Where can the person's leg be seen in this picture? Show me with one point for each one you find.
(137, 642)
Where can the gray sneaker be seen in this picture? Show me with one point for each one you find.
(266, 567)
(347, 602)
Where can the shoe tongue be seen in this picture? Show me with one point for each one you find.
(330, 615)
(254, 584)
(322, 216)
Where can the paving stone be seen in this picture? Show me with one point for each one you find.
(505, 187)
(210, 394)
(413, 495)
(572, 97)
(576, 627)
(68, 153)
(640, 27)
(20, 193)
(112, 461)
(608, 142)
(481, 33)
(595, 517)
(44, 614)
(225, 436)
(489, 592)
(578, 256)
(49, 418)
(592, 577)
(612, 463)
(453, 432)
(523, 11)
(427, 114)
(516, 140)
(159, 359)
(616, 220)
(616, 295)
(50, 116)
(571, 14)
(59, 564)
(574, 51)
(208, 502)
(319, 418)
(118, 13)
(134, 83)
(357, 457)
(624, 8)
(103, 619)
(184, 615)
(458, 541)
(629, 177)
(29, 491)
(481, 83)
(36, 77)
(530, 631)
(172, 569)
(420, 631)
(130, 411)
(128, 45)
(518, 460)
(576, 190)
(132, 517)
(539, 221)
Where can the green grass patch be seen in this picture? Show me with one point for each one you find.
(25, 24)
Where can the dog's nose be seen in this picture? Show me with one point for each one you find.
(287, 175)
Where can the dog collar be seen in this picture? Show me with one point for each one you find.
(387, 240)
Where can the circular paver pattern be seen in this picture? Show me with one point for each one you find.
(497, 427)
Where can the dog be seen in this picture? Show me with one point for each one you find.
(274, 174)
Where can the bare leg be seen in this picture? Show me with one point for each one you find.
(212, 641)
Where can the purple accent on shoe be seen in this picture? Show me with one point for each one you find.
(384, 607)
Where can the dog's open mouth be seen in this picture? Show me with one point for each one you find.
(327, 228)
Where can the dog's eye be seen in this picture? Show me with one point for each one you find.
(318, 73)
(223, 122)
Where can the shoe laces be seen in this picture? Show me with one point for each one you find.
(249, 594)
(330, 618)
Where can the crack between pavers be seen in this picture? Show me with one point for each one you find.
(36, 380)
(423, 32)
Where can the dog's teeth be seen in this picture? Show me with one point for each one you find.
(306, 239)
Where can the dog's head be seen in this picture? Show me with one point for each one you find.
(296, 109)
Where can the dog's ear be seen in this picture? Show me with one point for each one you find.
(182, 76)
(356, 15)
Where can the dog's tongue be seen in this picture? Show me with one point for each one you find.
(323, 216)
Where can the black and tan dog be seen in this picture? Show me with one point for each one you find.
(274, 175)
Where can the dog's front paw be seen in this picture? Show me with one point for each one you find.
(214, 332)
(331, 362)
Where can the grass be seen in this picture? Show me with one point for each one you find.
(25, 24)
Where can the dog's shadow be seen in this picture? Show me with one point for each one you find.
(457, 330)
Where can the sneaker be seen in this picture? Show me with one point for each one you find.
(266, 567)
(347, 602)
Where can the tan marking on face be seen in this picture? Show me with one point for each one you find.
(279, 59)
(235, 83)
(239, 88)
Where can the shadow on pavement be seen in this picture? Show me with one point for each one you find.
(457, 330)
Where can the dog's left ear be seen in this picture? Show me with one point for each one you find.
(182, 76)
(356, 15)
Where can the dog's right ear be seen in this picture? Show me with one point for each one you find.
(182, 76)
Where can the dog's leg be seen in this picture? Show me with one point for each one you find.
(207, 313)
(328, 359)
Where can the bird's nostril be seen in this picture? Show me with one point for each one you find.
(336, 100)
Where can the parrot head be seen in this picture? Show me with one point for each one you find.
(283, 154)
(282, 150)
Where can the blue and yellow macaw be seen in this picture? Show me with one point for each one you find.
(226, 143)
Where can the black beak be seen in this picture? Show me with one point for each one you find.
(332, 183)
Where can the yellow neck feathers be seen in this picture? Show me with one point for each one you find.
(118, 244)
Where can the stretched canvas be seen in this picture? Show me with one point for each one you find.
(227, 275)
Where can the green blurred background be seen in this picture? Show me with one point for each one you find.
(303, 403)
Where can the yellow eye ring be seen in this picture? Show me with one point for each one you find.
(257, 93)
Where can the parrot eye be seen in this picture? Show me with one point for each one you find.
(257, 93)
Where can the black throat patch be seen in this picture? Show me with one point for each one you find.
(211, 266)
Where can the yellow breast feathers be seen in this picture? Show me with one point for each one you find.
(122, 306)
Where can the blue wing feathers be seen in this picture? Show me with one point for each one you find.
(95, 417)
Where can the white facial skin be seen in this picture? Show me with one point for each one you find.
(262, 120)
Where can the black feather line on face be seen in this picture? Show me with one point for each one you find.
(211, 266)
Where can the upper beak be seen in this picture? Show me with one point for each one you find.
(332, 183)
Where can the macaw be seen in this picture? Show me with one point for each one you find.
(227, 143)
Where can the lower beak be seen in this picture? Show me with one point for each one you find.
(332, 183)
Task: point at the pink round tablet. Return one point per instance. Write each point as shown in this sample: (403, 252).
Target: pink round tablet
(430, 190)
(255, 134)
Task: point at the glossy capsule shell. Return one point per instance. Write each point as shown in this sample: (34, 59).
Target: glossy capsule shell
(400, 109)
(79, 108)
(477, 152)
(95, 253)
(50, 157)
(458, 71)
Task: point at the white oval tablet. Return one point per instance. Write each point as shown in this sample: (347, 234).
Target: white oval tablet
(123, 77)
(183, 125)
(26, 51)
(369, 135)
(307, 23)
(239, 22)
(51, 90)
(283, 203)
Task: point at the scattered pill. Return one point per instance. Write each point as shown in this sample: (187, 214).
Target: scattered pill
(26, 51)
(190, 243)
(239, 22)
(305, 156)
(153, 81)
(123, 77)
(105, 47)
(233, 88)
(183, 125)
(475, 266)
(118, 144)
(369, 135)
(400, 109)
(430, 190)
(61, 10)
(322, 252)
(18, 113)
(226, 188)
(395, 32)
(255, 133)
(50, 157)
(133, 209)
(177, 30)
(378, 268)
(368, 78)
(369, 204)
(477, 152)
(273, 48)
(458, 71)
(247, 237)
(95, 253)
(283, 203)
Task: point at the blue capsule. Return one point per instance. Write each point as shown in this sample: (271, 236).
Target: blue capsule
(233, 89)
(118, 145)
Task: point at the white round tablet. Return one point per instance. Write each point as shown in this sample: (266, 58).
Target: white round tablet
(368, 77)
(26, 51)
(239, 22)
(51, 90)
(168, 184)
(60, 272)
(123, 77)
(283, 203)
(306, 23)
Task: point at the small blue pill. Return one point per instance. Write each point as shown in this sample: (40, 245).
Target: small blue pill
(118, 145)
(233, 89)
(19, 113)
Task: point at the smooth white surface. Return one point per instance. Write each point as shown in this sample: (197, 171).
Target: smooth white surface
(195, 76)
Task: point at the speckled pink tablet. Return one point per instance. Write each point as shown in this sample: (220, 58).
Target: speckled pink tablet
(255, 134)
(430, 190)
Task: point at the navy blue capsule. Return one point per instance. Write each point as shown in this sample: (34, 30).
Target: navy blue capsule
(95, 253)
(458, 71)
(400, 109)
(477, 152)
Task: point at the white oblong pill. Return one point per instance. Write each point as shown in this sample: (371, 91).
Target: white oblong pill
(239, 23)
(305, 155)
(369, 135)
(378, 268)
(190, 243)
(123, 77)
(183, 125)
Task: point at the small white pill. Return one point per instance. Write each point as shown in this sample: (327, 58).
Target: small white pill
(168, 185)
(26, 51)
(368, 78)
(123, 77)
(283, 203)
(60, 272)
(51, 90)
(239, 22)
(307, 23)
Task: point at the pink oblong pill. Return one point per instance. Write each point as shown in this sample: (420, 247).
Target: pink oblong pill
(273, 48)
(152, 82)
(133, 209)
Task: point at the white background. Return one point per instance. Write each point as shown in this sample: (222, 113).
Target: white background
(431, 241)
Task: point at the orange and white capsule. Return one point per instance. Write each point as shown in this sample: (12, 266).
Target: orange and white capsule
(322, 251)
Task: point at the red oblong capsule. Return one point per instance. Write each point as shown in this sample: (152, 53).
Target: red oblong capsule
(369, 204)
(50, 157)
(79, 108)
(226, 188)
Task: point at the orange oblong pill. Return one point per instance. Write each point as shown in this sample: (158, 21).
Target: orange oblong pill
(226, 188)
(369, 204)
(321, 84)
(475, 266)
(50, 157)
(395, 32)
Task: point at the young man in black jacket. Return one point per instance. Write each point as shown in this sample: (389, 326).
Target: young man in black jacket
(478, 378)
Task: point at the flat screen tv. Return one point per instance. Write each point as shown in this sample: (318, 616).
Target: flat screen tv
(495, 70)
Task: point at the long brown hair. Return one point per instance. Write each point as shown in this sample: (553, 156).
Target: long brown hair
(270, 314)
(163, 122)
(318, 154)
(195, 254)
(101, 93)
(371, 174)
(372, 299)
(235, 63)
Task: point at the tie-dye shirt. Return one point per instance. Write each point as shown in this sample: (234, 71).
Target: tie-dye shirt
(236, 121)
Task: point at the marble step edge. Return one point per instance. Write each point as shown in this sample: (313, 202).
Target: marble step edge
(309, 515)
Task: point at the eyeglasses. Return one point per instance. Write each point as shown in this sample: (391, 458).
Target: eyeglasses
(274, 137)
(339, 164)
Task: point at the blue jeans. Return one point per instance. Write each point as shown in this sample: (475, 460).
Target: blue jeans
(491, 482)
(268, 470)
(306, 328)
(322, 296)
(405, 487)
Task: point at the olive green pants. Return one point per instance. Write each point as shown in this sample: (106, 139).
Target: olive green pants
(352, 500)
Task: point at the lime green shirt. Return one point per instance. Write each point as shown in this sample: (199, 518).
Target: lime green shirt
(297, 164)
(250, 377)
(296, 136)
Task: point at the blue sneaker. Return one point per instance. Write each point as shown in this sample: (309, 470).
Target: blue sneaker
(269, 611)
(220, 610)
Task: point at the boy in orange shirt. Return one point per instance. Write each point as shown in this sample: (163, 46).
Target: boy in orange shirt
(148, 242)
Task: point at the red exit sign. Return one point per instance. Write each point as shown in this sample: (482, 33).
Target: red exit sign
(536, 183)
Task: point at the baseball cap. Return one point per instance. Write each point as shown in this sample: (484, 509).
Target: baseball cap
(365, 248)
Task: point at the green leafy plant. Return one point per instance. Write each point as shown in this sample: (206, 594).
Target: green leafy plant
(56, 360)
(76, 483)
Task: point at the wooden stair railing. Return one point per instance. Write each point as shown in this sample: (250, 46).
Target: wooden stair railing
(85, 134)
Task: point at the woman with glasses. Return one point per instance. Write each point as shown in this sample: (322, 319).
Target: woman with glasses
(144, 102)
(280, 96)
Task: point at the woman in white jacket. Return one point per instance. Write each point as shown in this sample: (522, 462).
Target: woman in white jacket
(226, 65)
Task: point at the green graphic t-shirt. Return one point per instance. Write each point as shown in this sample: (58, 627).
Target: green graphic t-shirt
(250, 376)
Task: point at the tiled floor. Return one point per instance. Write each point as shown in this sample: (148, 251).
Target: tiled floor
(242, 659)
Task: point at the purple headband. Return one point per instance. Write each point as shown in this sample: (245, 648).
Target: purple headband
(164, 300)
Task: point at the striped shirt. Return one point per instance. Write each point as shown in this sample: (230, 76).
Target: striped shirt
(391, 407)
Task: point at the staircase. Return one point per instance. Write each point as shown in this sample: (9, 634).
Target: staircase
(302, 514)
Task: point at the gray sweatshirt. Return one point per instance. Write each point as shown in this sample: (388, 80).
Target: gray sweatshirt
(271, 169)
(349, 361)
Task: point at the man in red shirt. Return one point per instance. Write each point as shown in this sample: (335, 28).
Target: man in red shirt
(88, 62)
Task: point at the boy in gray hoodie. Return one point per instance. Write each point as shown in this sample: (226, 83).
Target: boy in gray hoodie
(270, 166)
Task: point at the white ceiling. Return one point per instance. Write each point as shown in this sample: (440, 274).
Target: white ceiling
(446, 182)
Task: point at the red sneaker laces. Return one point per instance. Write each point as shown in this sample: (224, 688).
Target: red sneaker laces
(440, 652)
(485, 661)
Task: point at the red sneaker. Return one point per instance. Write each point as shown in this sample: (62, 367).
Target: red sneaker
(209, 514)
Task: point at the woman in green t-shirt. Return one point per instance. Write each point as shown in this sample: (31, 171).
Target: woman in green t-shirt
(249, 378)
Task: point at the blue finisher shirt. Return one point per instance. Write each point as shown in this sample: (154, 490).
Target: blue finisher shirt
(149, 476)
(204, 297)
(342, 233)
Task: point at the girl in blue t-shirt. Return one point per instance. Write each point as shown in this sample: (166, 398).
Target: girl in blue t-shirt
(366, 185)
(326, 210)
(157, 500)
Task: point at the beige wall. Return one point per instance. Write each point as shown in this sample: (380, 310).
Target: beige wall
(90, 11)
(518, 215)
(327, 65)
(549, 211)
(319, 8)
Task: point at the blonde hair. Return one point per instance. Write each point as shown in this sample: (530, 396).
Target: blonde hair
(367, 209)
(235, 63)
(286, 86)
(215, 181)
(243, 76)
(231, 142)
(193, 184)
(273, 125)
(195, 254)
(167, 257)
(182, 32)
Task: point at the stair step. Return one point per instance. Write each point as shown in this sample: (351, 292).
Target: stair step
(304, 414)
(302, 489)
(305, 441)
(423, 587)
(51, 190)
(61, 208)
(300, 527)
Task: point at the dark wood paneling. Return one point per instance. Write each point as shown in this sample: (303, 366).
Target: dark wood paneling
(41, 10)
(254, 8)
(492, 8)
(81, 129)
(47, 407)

= = = = =

-- Exercise prompt --
Would you output, from the records above, exactly the run of lines that starts at the line containing "Target: pink round tablet" and ends at the line containing "Task: point at the scattered", and only that run?

-- Problem solution --
Target: pink round tablet
(430, 190)
(255, 134)
Task: point at the glossy capsule shell. Return one point per instance. Write each point as shown in this sample: (34, 59).
Target: glossy capsule shell
(400, 109)
(79, 108)
(477, 152)
(95, 253)
(50, 157)
(458, 71)
Task: point at the white oval tablet. Return one point per instance. Write each point as shown in this sample: (347, 234).
Target: white oval tablet
(123, 77)
(183, 125)
(26, 51)
(369, 135)
(307, 23)
(239, 22)
(51, 90)
(283, 203)
Task: point at the scattered pill. Return one point per instance. Write each point as shown in this sample: (187, 214).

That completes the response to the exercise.